Dataset entries
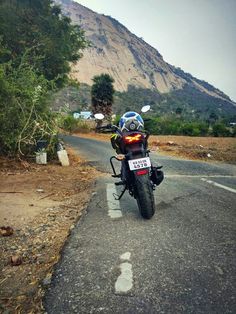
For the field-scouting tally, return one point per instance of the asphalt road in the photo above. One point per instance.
(180, 261)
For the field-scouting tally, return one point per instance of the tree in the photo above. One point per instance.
(102, 94)
(39, 28)
(37, 45)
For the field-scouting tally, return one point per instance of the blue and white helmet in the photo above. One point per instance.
(131, 121)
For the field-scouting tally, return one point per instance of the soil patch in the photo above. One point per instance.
(41, 204)
(197, 148)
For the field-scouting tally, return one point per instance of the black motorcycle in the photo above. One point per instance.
(138, 175)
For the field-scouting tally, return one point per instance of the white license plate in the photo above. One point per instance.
(141, 163)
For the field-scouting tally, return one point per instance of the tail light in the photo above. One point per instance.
(133, 138)
(142, 172)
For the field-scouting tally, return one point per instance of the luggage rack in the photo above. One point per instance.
(115, 175)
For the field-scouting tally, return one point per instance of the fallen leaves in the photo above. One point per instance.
(6, 231)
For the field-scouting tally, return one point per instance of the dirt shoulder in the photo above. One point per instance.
(197, 148)
(41, 204)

• _Exercise aim_: Transcribe the records above verbatim. Do not carry over any picture.

• _Result for this exercise_:
For the field-scouting tally, return one point per instance of the asphalt road in the photo above. One point per instance.
(180, 261)
For the field-scouting tally, return one point per instance of the tree in the photo above. One point per instance.
(102, 94)
(39, 28)
(37, 45)
For the field-scouting tally, return one point per instance of the blue and white helmet in the photo above. One point per instance.
(131, 121)
For the field-scouting tally, return one point per instance of the soil patch in the photo above. One point per instance.
(41, 204)
(197, 148)
For the field-scouting tally, return one point per instance of the black motorcycle in the photo above. One point per instance.
(138, 175)
For the field-scouting tally, return one point per instance of the white license plate in the photo above. One point per instance.
(141, 163)
For the field-scouting tally, return one point per instance of the tail light in the photo above. One point per instance.
(133, 138)
(142, 172)
For the field-scouting tally, return one point per instance of the luggage rack in the photo above. One point per instance.
(115, 175)
For the field-scouting tally, return one point per instance of the fallen leaves in the photo above. One point per instance.
(6, 231)
For the field-scouting tally, return one point per instance of the dirt shoulder in the photo above. One point per instance.
(197, 148)
(41, 204)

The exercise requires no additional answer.